## Extracted entries
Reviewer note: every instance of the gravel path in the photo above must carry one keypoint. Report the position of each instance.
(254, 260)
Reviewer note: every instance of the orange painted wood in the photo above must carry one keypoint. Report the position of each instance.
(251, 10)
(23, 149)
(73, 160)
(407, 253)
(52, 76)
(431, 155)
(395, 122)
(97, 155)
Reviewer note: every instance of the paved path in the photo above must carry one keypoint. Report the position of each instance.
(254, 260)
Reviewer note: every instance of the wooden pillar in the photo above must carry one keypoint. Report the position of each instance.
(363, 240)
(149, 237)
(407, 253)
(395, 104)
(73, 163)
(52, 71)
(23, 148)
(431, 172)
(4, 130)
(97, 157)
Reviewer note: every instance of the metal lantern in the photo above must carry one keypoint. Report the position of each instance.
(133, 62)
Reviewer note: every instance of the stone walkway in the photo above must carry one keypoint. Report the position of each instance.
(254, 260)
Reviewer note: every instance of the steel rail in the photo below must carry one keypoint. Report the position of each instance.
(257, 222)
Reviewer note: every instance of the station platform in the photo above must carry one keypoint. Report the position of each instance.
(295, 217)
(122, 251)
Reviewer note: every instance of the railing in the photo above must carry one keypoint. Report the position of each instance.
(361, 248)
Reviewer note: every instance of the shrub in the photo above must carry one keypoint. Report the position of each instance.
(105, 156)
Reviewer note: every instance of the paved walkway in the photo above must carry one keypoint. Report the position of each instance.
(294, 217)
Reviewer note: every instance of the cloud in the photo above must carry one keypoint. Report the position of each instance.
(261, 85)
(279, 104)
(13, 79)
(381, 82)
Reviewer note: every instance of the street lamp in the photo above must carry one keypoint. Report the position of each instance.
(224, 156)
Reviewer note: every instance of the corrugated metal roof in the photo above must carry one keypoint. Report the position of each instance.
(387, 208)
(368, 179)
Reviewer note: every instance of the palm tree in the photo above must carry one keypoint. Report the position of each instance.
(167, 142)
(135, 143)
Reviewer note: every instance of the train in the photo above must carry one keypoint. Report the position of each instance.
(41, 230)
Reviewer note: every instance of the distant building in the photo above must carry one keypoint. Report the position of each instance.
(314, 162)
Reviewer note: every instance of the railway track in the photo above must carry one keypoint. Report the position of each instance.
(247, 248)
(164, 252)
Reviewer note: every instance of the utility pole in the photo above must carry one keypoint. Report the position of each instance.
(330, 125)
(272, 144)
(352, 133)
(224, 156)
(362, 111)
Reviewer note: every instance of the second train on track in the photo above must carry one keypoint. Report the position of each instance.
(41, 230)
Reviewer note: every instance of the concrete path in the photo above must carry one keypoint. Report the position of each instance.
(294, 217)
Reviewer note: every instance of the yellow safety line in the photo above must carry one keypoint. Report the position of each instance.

## Description of the task
Turn the data into a numbered list, covering only the lines from the one containing "Reviewer note: every instance of the palm" through the last line of the data, both included, and skip any blank lines.

## Task answer
1. Reviewer note: every instance of the palm tree in the photo above must carry one keypoint. Report the position of each instance.
2. (167, 142)
3. (135, 143)
4. Reviewer note: every instance of the train in the photo above must carry one keypoint. Report the position of each instance.
5. (41, 230)
6. Reviewer note: every instance of the distant building in the photo above must carry one keypoint. Report the position of each instance.
7. (314, 162)
8. Reviewer note: every instance of the railway track in the photo above must carry one keypoint. Report the position of each instance.
9. (247, 248)
10. (164, 252)
11. Reviewer note: every instance of the utility pole in the photo above must carry one keypoint. Report the position of each instance.
12. (330, 125)
13. (272, 144)
14. (352, 133)
15. (224, 156)
16. (362, 111)
17. Reviewer note: every instance of the second train on track in the photo above must carry one keypoint. Report the position of each instance.
18. (41, 230)
19. Reviewer note: every instance of the concrete path in the photo above must carry one keypoint. Report the position of each instance.
20. (294, 217)
21. Reviewer note: every instance of the yellow safety line in the photo above must carry one keypoint. Report the position of each instance.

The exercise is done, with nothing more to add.